■ TASKS TO PERFORM
- A) List every abbreviation that the passage on CAR-T therapy challenges spells out in full, with its expansion.
- B) Extend the passage on CAR-T therapy challenges beyond its final sentence.

──────── SELECTED EXTRACT

In 2017, chimeric antigen receptor (CAR)-T cell products, represented by Kymriah (CTL019) [1] and Yescarta (KTE-C19) [2], were approved for marketing by the Food and Drug Administration (FDA), which highlights the therapeutic potential of CAR-T in hematologic malignancies. However, despite being a promising antitumor candidate, CAR-T still faces many problems as it continues to encounter sequent obstacles in the treatment of solid tumors. It is difficult for CAR-T cells to properly migrate and infiltrate into solid tumor sites due to the chemokine mismatches between CAR-T and tumor cells [3] and the presence of abnormal vascular [4] and stromal [5] components in the tumor microenvironment (TME). Subsequently, CAR-T cells entering tumor tissues compete with diverse immunosuppressive cells (e.g., regulatory T cells and myeloid-derived suppressor cells) [6][7], immune checkpoints (e.g., programmed death-ligand 1 [PD-L1]) [8], and metabolic checkpoints (e.g., hypoxia and glycolysis) [9][10] in the TME. Even after successfully entering tumor tissues, these CAR-T cells have to cope with problems such as tumor antigen heterogeneity and antigen escape [11][12]. Moreover, activity reduction and persistence limitation of infused CAR-T products may be the leading cause of tumor recurrence in hematologic and solid tumors [13]. The inevitable immune-mediated toxicity, manifested as cytokine release syndrome (CRS) and immune effector cell-associated neurotoxicity syndrome (ICANS), is also a critical problem for the clinical application of CAR-T [14]. Although mild patients may present only self-limited symptoms such as fever and hypotension, life-threatening organ damage and death can also occur, similar to that reported in the P-PSMA-101 study or with the UCARTCS1 product [15]. Although CAR-T products of good manufacturing practice (GMP) grade are currently available, the CAR-T manufacturing process still needs to be improved to increase clinical access [16]. Methods of obtaining T cell isolation, activation, expansion, and genetic modification more effectively and economically are worth exploring [17][18]. The success of CAR-T therapy in cancer treatment traps it into obstacles. Recently, more effective solutions have been developed and reported. Therefore, in this review, we have discussed and summarized the recent remarkable improvements and breakthroughs in CAR-T therapy to address the existing challenges (Figure 1).

────────────────
──────── SOURCE INFORMATION

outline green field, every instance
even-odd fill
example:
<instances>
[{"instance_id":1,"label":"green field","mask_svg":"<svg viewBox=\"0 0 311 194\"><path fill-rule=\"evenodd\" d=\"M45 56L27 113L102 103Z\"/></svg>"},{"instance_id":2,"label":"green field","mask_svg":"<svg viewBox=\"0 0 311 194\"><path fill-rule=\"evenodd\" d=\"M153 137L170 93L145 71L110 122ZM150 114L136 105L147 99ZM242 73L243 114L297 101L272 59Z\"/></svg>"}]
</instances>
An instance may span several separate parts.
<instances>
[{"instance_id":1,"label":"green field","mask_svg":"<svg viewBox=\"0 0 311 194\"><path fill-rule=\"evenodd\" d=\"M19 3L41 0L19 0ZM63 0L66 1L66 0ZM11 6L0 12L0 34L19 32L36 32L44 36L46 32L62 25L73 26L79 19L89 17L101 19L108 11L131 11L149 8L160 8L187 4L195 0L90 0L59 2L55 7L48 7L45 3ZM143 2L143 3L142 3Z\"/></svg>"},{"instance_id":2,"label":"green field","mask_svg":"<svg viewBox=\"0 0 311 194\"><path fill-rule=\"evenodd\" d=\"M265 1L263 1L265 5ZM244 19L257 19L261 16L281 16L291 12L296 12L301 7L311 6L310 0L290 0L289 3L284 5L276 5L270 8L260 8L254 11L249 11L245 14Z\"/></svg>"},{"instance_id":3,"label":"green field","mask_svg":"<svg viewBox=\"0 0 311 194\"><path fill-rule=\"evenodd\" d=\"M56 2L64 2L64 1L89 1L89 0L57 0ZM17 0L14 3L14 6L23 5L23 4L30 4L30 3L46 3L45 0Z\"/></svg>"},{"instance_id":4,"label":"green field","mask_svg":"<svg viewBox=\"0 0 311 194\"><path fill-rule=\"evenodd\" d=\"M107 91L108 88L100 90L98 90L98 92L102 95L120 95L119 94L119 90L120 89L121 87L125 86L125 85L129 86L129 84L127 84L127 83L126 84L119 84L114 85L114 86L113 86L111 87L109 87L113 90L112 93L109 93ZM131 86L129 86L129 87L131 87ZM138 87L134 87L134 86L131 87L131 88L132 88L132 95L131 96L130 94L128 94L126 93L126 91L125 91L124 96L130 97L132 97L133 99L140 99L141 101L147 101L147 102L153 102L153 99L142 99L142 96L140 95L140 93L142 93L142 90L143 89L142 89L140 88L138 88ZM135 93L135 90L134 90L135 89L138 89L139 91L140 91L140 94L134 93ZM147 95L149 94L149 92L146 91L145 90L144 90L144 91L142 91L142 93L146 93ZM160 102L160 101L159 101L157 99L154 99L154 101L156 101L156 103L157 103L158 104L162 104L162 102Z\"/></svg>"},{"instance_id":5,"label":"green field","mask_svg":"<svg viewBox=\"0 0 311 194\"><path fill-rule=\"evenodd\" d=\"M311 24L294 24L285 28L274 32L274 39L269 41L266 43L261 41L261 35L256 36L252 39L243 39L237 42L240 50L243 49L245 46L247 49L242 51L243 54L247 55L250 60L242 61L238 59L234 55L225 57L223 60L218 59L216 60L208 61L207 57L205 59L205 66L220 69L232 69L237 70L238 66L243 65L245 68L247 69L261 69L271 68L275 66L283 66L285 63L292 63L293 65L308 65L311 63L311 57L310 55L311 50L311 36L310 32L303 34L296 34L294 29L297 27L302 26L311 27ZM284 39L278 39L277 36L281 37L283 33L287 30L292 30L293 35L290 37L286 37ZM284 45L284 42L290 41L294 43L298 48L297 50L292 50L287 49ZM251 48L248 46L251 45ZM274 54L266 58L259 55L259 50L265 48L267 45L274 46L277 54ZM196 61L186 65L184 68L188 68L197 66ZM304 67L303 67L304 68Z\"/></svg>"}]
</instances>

────────────────
──────── SOURCE INFORMATION

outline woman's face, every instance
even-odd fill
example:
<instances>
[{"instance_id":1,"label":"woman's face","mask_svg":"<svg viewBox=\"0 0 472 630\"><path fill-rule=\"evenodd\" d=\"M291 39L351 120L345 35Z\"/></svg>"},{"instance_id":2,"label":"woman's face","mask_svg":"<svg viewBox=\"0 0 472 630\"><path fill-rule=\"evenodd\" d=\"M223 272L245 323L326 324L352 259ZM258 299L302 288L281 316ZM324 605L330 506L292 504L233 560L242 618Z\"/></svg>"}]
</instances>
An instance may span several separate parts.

────────────────

■ EXPECTED OUTPUTS
- A)
- CAR: chimeric antigen receptor
- FDA: Food and Drug Administration
- TME: tumor microenvironment
- PD-L1: programmed death-ligand 1
- CRS: cytokine release syndrome
- ICANS: immune effector cell-associated neurotoxicity syndrome
- GMP: good manufacturing practice

- B)
Figure 1. Challenges and optimizations of CAR-T persistence and antitumor properties. CAR—Chimeric antigen receptor; NKT—Natural killer T; γδT—gamma delta T; CSC—Cancer stem cells; CD—Cluster of differentiation; NKG2DL—Natural killer group 2 member D ligand; EGFR—Epidermal growth factor receptor; HER2—Human epidermal growth factor receptor 2; amR—Antibody mimic receptor; scFv—Single-chain variable fragment; 4-1BB (TNFRSF9)—Tumor necrosis factor receptor superfamily 9; ICOS—Combining inducible costimulatory; ICOSL—Combining inducible costimulatory ligand; ITAM—Immunoreceptor tyrosine-based activation motif.

2. Enhanced Clinical Safety and Accessibility of CAR-T Therapy

2.1. Safety Maintenance of CAR-T Therapy

Adverse effects (AEs) are a major impediment to the effective application of CAR-T therapy. Life-threatening toxicity and consequent death or treatment abandonment of patients can be commonly seen in clinical trials [19]. Just like what Penack et al. have reviewed, the unique toxicity profile of CAR-T, including CRS, ICANS, cardiotoxicity, pulmonary toxicity, metabolic complications, secondary macrophage-activation syndrome (sHLH/MAS), and prolonged cytopenia, are also frequently occurring events in clinical-trial widely utilized CD19 CAR-T therapy [20]. Additionally, the personalized responses of cancer patients to CAR-T toxicity make it a more serious problem [21]. CRS, as the most common side effect of CAR-T, has characteristic clinical symptoms ranging from mild (e.g., flu-like fever, fatigue, and headache) to severe (e.g., life-threatening multi-organ system failure). Additionally, the positive feedback loop between tumor-antigen binding CAR-T produced inflammatory cytokines (e.g., TNF-α, IFN-γ) and subsequently activated bystander immune cell (e.g., macrophages and endothelial cells) released proinflammatory cytokines (e.g., IL-1 and IL-6) is considered as the main mechanism of CRS occurrence [22]. ICANS is the second most common side effect in CAR-T therapy along with CRS or subsequently, which has a wide range of clinical manifestations, such as language/behavioral disturbance, peripheral neuropathy, and acute cerebral edema [23]. Although the pathogenesis of ICANS has not been fully understood, blood–brain barrier (BBB) disruption after high-concentration proinflammatory cytokine induced endothelial activation and the diffusion of both CAR-T and cytokines into the central nervous system are thought to be the key contributors [24]. To solve these problems, many management strategies, such as accurate grading and intervention, have been adopted to minimize CAR-T toxicities [25]. Currently an increasing number of safety switches that can directly prevent or block CAR-T toxicities have been developed to help avoid AEs in clinical cancer patients without weakening CAR-T efficacy, and remarkable results were observed both preclinically and clinically [26].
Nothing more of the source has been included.